→ WRITTEN REQUEST A:
Copy the part of the passage on kingship in 1 Samuel that opens with the words containing "This is the" and closes with "tenth century BCE.".

→ EXTRACTED TEXT:
%%

This is the Deuteronomic ideal of kingship. It was not the historical reality. Several psalms celebrate the king as God’s representative, with no hint that the arrangement is conditional. Psalm 2 is typical in this regard. There God tells the king: “you are my son, today day I have begotten you” (Ps 2:7). God has set the king on Zion, his holy hill, and laughs at those who would challenge or attack him. This psalm, to be sure, was composed long after the supposed time of Samuel, possibly after Jerusalem survived the siege by the Assyrian king Sennacherib in 701 BCE. But the Books of Samuel also were composed, or at least edited, long after the time when Samuel was supposed to have lived in the tenth century BCE.

An older generation of scholars thought that the kingship in Israel was originally conditional, as described in 1 Samuel. They reasoned that kingship was adapted from the leadership of the Judges. But even though Saul originally acted much like a Judge, the institution was fundamentally different. The main difference was the right of succession. Judges did not pass their leadership on to their sons. Another difference that would develop early on was the presence of a standing army, so that the king did not have to rally the tribes for every crisis. Even from an early point, kingship was understood by analogy with the kings of other nations, more than by the precedent of the Judges.

Moreover, the terms in which the conditional character of the kingship is described in 1 Samuel are clearly Deuteronomistic. The way of the king set out in 1 Sam 8 is clearly informed by hindsight. The corvée, or forced labor, was an issue already in the time of Solomon. In Deuteronomistic theology, the downfall of the kingship was due to failure to keep the law. The Books of Samuel claim that this principle was clearly enunciated at the beginning of the monarchy, most clearly by Samuel in 1 Samuel 12. But in fact, the Deuteronomic law was first formulated in the reign of King Josiah, one of the last kings of Judah. The idea that all kings were judged by their fidelity to that law was anachronistic and only formulated in retrospect.

1 Samuel, then, lays out a theology of kingship in conformity with Deuteronomy. But the stories are also interesting as a study in human psychology, even if they fictional. Samuel initially takes the demand for a king as a personal rejection. Even when the Lord explains to him that he should not take it personally, he seems to resent the new authority conferred on Saul. His self-justification in chapter 12, in which he pleads his innocence of corruption, does not address the misdeeds of his sons, which are mentioned in 8:3. Despite his apparent retirement in chapter 12, Samuel continues to meddle in the affairs of Saul in the following chapters, like an unwilling retiree who is unwilling to let go of his power. This story may be a fiction, like an historical novel, but it is an intriguing study in the psychology of leadership in a time of transition.

%%

→ SOURCE RECORDS:

%%

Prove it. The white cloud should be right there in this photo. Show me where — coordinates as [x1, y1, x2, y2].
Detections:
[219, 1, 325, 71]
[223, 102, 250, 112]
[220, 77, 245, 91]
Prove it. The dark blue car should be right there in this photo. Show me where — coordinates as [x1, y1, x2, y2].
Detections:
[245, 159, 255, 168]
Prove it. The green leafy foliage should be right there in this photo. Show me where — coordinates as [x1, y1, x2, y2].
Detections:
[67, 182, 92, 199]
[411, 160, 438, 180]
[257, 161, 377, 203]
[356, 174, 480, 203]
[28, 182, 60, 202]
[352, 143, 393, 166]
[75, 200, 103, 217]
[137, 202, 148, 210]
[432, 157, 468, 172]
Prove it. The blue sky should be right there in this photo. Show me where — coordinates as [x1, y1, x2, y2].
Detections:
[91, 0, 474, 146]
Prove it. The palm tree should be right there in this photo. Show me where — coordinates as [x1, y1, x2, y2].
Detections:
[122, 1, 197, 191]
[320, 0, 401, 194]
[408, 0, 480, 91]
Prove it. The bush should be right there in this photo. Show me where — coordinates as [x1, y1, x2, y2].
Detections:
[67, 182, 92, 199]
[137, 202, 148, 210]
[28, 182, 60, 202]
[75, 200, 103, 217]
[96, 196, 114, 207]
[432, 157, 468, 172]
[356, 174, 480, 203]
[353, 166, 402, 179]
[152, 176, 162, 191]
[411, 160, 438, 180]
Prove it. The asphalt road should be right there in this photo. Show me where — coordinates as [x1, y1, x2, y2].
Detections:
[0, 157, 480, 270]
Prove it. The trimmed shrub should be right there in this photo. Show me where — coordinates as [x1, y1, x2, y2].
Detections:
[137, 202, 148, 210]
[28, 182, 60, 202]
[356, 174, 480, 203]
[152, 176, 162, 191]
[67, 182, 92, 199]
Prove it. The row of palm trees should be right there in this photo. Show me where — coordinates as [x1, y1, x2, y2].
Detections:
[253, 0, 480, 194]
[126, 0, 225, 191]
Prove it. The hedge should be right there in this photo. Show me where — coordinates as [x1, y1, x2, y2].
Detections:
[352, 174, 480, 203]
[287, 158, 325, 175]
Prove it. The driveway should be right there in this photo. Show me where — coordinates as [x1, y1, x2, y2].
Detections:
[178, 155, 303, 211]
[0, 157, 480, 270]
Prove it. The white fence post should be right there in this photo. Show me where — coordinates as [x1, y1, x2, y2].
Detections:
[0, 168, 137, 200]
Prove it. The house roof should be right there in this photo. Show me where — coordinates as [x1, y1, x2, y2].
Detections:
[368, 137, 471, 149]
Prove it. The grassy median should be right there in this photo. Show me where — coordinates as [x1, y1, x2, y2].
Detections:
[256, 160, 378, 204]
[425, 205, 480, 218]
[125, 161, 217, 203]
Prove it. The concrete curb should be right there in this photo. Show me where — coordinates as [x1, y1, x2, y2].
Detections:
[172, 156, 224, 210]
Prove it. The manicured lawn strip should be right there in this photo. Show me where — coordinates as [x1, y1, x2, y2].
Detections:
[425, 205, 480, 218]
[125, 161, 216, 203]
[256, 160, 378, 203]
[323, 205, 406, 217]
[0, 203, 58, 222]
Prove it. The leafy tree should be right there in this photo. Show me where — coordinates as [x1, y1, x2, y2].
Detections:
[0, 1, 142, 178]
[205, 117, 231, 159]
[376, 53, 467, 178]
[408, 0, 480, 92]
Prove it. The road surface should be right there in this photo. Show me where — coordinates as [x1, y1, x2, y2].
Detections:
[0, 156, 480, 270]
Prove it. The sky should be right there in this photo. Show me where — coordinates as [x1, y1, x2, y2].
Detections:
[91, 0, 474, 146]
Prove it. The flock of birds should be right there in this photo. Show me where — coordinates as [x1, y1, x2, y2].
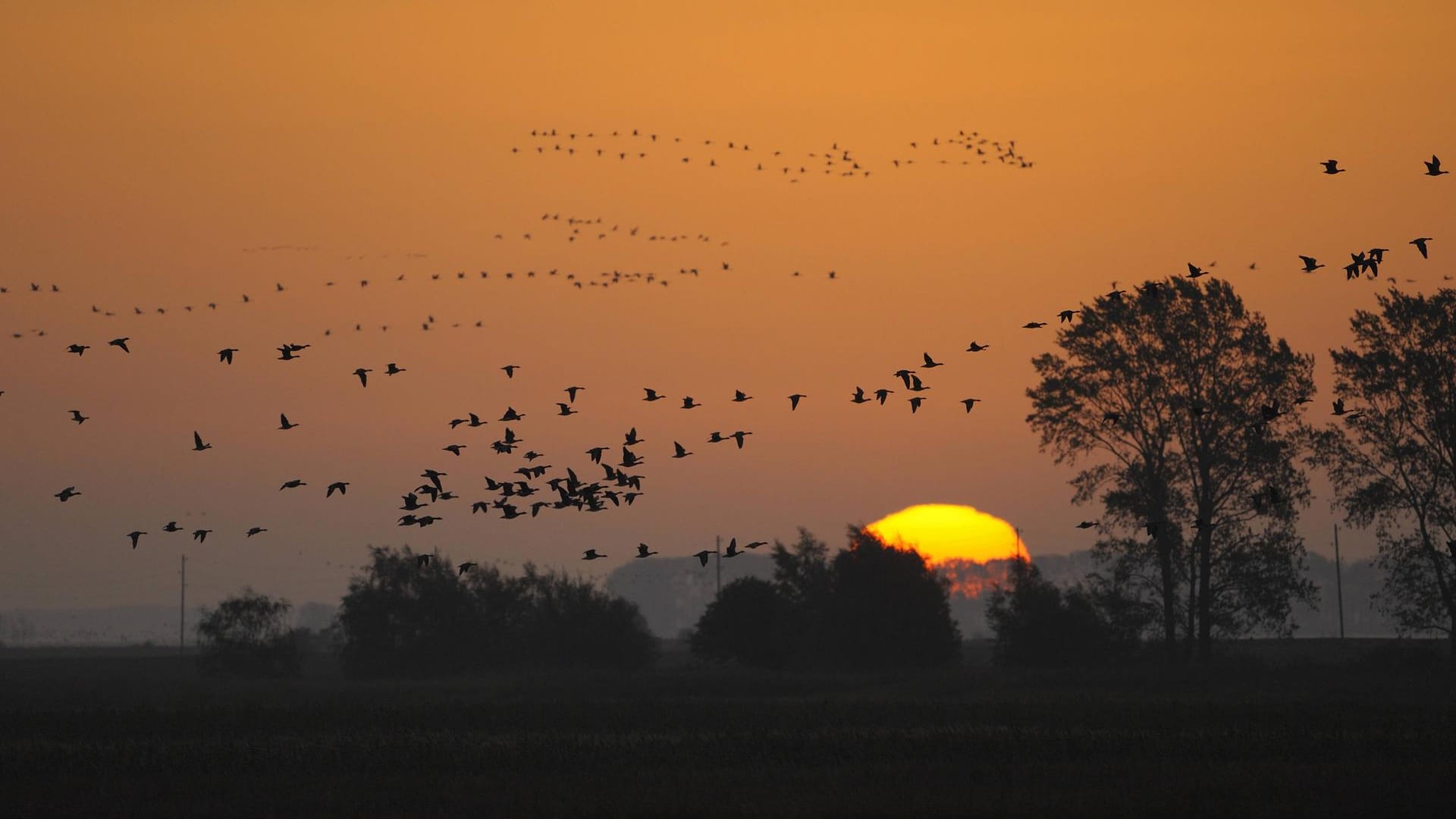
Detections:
[511, 128, 1035, 182]
[0, 146, 1450, 574]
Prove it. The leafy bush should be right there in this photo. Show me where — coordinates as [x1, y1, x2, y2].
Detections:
[339, 547, 657, 676]
[986, 558, 1138, 666]
[196, 588, 299, 676]
[692, 528, 961, 667]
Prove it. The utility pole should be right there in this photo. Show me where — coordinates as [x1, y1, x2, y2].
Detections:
[177, 555, 187, 653]
[1335, 523, 1345, 640]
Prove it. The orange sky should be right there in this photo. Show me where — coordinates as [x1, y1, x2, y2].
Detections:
[0, 3, 1456, 606]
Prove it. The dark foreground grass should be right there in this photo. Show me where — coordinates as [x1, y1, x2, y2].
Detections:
[0, 641, 1456, 816]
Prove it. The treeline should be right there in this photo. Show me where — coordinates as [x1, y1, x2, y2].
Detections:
[198, 528, 961, 678]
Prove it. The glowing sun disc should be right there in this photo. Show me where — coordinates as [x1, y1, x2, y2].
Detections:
[864, 503, 1029, 563]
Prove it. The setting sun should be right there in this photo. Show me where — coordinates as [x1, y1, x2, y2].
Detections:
[864, 503, 1027, 563]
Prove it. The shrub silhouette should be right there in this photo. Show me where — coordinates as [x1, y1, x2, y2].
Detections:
[196, 588, 299, 676]
[692, 526, 961, 667]
[689, 577, 801, 667]
[986, 558, 1129, 666]
[339, 547, 657, 676]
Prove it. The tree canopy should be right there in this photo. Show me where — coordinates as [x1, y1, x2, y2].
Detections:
[692, 526, 961, 667]
[339, 547, 657, 676]
[1027, 278, 1315, 654]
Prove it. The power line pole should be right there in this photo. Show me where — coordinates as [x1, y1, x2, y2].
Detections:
[177, 555, 187, 653]
[1335, 523, 1345, 640]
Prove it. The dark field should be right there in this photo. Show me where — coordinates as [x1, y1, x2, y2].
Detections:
[0, 642, 1456, 816]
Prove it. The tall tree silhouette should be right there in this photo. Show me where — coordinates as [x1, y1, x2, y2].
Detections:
[1315, 288, 1456, 654]
[1027, 278, 1313, 656]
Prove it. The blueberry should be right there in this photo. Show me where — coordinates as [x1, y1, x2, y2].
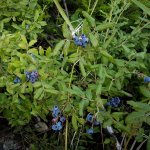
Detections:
[93, 120, 100, 126]
[86, 128, 94, 134]
[52, 124, 58, 131]
[107, 97, 120, 107]
[144, 77, 150, 83]
[14, 77, 21, 84]
[25, 71, 39, 83]
[60, 116, 66, 123]
[86, 113, 93, 122]
[73, 35, 79, 42]
[52, 106, 60, 118]
[56, 121, 62, 130]
[52, 121, 62, 131]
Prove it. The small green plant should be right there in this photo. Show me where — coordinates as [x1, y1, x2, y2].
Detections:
[0, 0, 150, 150]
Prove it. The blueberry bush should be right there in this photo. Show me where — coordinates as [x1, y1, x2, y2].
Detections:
[0, 0, 150, 150]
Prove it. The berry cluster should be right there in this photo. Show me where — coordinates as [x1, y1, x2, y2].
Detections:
[86, 113, 100, 134]
[73, 34, 89, 47]
[106, 97, 120, 107]
[52, 106, 66, 131]
[86, 128, 94, 135]
[14, 77, 21, 84]
[86, 113, 100, 126]
[144, 77, 150, 83]
[25, 71, 39, 83]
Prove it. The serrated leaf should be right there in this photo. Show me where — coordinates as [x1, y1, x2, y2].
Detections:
[96, 22, 114, 31]
[82, 11, 95, 27]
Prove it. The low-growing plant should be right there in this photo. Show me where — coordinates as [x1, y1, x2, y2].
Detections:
[0, 0, 150, 150]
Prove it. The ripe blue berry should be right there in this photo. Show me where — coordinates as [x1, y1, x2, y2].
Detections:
[60, 116, 66, 123]
[14, 77, 21, 84]
[52, 121, 62, 131]
[107, 97, 120, 107]
[144, 77, 150, 83]
[25, 71, 39, 83]
[86, 128, 94, 135]
[86, 113, 93, 122]
[93, 120, 100, 126]
[73, 34, 89, 47]
[52, 106, 60, 118]
[52, 124, 58, 131]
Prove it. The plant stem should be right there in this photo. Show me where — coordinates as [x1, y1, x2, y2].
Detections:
[53, 0, 74, 32]
[124, 135, 132, 150]
[90, 0, 98, 16]
[65, 118, 68, 150]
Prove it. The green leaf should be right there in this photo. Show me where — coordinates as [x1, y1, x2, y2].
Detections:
[139, 86, 150, 98]
[79, 59, 86, 77]
[96, 80, 103, 95]
[83, 19, 91, 35]
[79, 99, 89, 116]
[34, 10, 39, 21]
[89, 33, 98, 47]
[18, 42, 28, 49]
[127, 101, 150, 112]
[72, 114, 78, 131]
[125, 111, 145, 124]
[132, 0, 150, 15]
[44, 89, 58, 94]
[33, 82, 42, 88]
[82, 11, 95, 27]
[146, 134, 150, 150]
[100, 50, 115, 63]
[53, 40, 65, 55]
[63, 40, 70, 56]
[29, 40, 37, 46]
[34, 88, 43, 99]
[96, 22, 115, 31]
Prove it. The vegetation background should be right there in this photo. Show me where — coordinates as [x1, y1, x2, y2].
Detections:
[0, 0, 150, 150]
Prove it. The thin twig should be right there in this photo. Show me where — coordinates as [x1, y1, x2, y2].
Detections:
[63, 0, 69, 18]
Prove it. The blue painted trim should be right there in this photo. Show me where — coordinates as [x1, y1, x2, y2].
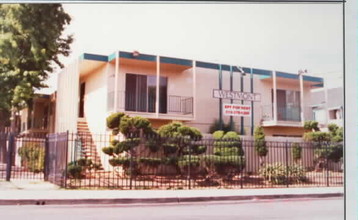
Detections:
[276, 71, 299, 79]
[119, 51, 157, 61]
[81, 53, 108, 62]
[313, 83, 324, 87]
[252, 68, 272, 76]
[108, 52, 117, 61]
[196, 61, 219, 70]
[303, 75, 323, 83]
[160, 57, 193, 66]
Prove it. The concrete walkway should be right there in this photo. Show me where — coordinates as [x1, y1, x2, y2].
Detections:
[0, 181, 343, 205]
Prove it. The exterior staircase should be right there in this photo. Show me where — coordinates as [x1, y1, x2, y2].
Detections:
[77, 118, 103, 170]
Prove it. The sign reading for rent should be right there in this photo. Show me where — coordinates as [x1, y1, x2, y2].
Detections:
[213, 89, 261, 102]
[223, 104, 251, 117]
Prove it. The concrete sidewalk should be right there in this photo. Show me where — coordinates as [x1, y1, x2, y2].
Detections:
[0, 182, 343, 205]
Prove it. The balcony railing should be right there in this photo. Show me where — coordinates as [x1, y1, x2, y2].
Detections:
[114, 91, 193, 115]
[262, 105, 301, 122]
[168, 95, 193, 115]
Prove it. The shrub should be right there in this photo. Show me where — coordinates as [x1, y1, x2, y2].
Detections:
[254, 127, 268, 157]
[292, 143, 302, 161]
[106, 112, 125, 129]
[102, 146, 114, 156]
[178, 155, 200, 169]
[209, 120, 235, 134]
[109, 157, 130, 168]
[67, 162, 83, 179]
[213, 130, 225, 140]
[163, 143, 178, 155]
[67, 158, 101, 179]
[303, 121, 319, 131]
[204, 155, 245, 175]
[259, 163, 307, 184]
[145, 139, 160, 153]
[19, 143, 45, 173]
[139, 157, 162, 167]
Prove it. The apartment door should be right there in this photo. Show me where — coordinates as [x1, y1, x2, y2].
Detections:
[78, 82, 86, 118]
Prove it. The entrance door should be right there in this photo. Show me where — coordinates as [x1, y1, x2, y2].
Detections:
[78, 83, 86, 118]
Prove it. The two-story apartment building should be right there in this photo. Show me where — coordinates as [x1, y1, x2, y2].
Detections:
[55, 51, 323, 136]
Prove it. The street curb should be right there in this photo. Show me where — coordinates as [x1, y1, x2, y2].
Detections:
[0, 193, 343, 205]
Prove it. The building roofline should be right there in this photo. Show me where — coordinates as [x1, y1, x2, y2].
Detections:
[80, 51, 323, 84]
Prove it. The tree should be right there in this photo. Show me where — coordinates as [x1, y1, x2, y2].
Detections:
[0, 4, 73, 129]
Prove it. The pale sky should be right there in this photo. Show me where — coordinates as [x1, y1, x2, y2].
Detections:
[39, 3, 343, 93]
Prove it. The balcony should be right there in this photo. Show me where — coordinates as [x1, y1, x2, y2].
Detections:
[113, 91, 194, 120]
[261, 104, 312, 127]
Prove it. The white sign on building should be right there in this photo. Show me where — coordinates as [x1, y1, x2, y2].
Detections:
[223, 103, 251, 117]
[213, 89, 261, 102]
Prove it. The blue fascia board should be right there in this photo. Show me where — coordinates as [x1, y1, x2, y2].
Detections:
[160, 57, 193, 67]
[119, 51, 157, 61]
[108, 52, 117, 61]
[196, 61, 219, 70]
[303, 75, 323, 83]
[252, 68, 272, 76]
[80, 53, 108, 62]
[276, 71, 299, 79]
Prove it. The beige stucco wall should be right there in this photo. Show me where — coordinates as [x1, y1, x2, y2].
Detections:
[55, 60, 79, 132]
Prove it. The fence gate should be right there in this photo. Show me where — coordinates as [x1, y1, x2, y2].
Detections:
[0, 133, 46, 181]
[45, 133, 68, 187]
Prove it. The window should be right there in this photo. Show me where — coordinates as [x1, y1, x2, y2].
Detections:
[125, 73, 168, 113]
[329, 109, 342, 120]
[272, 89, 301, 121]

%%

→ WRITTEN REQUEST B:
In the entries, rewrite the part that opens with the line containing "Prove it. The concrete curb" and closes with the line containing "[0, 146, 1450, 574]", replacing "photo" with "image" and keeping everything else the same. Return only those lines, and leave the pictures out.

→ CORRECT RESULT A:
This is the Deuteronomic ideal of kingship. It was not the historical reality. Several psalms celebrate the king as God’s representative, with no hint that the arrangement is conditional. Psalm 2 is typical in this regard. There God tells the king: “you are my son, today day I have begotten you” (Ps 2:7). God has set the king on Zion, his holy hill, and laughs at those who would challenge or attack him. This psalm, to be sure, was composed long after the supposed time of Samuel, possibly after Jerusalem survived the siege by the Assyrian king Sennacherib in 701 BCE. But the Books of Samuel also were composed, or at least edited, long after the time when Samuel was supposed to have lived in the tenth century BCE.

→ CORRECT RESULT B:
Prove it. The concrete curb should be right there in this image. Show me where — coordinates as [x1, y1, x2, y2].
Detections:
[172, 156, 224, 210]
Prove it. The manicured lawn strip should be right there in this image. Show me where — coordinates as [x1, y1, x2, y2].
Detections:
[425, 205, 480, 218]
[125, 161, 216, 203]
[256, 160, 378, 203]
[323, 205, 406, 217]
[0, 203, 58, 222]
Prove it. The leafy tree should be right there in this image. Show me where — coordinates as [x1, y1, x2, y2].
Detections:
[0, 1, 142, 178]
[205, 117, 231, 159]
[376, 53, 467, 178]
[408, 0, 480, 92]
Prove it. The road surface should be right there in this image. Show me where — coordinates as [x1, y1, x2, y2].
Detections:
[0, 156, 480, 270]
Prove it. The sky should be right there in this image. Show me where — coordinates as [x1, y1, x2, y2].
Detections:
[91, 0, 474, 146]
Prove it. The flock of birds should be right there in this image. Show me where — coordinates as [x1, y1, x2, y2].
Detections:
[511, 128, 1035, 182]
[0, 146, 1450, 574]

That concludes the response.